- Goal -
Render the records below as a Markdown table with the columns "Row" and "Line", one row per line and numbered in order. Skip blank lines and leave the pictures out.

- Exercise inputs -

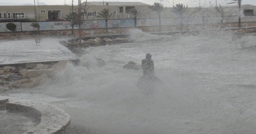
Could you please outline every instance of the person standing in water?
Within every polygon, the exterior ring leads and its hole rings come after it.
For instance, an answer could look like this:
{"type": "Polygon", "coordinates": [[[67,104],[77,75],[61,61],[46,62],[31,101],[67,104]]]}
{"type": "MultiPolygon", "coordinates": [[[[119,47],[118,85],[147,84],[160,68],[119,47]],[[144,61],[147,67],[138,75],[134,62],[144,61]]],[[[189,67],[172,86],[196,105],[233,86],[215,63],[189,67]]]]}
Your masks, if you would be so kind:
{"type": "Polygon", "coordinates": [[[151,54],[147,54],[146,55],[146,58],[142,60],[141,62],[143,75],[144,76],[155,75],[154,71],[154,61],[151,60],[151,54]]]}

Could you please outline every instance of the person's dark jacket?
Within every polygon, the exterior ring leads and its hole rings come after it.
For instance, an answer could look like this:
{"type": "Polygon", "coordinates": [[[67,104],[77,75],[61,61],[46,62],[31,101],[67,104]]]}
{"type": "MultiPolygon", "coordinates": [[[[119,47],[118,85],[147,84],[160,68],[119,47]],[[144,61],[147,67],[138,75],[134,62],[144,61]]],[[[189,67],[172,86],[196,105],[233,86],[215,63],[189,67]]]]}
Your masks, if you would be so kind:
{"type": "Polygon", "coordinates": [[[150,57],[142,60],[141,64],[142,66],[143,75],[154,75],[154,61],[151,60],[151,55],[150,57]]]}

- Exercise response -
| Row | Line |
|---|---|
| 1 | Could you please outline every instance of the person standing in water? |
| 2 | Within every polygon, the exterior ring leads and its hole rings come after it. |
| 3 | For instance, an answer could look like this: |
| 4 | {"type": "Polygon", "coordinates": [[[67,104],[77,75],[61,61],[46,62],[31,101],[67,104]]]} |
| 5 | {"type": "MultiPolygon", "coordinates": [[[[119,47],[118,85],[147,84],[160,68],[119,47]],[[144,61],[147,67],[138,75],[134,62],[144,61]]],[[[189,67],[172,86],[196,105],[233,86],[215,63],[189,67]]]]} |
| 6 | Your masks, if you would be so kind: |
| 7 | {"type": "Polygon", "coordinates": [[[151,54],[147,54],[146,55],[146,58],[142,60],[141,62],[143,75],[144,76],[155,75],[154,71],[154,61],[151,60],[151,54]]]} |
| 8 | Could you please outline every instance of the person's dark jacket? |
| 9 | Within every polygon, the exterior ring leads and its hole rings come after it. |
| 10 | For instance, an answer could look like this: |
| 11 | {"type": "Polygon", "coordinates": [[[67,104],[77,75],[61,61],[46,62],[31,101],[67,104]]]} |
| 12 | {"type": "MultiPolygon", "coordinates": [[[[119,47],[118,85],[147,84],[160,68],[119,47]],[[144,61],[147,67],[138,75],[134,62],[144,61]]],[[[189,67],[172,86],[196,105],[233,86],[215,63],[189,67]]]]} |
| 13 | Your masks, if you would be so kind: |
| 14 | {"type": "Polygon", "coordinates": [[[150,57],[142,60],[141,64],[142,66],[143,75],[154,75],[154,61],[151,60],[151,55],[150,57]]]} |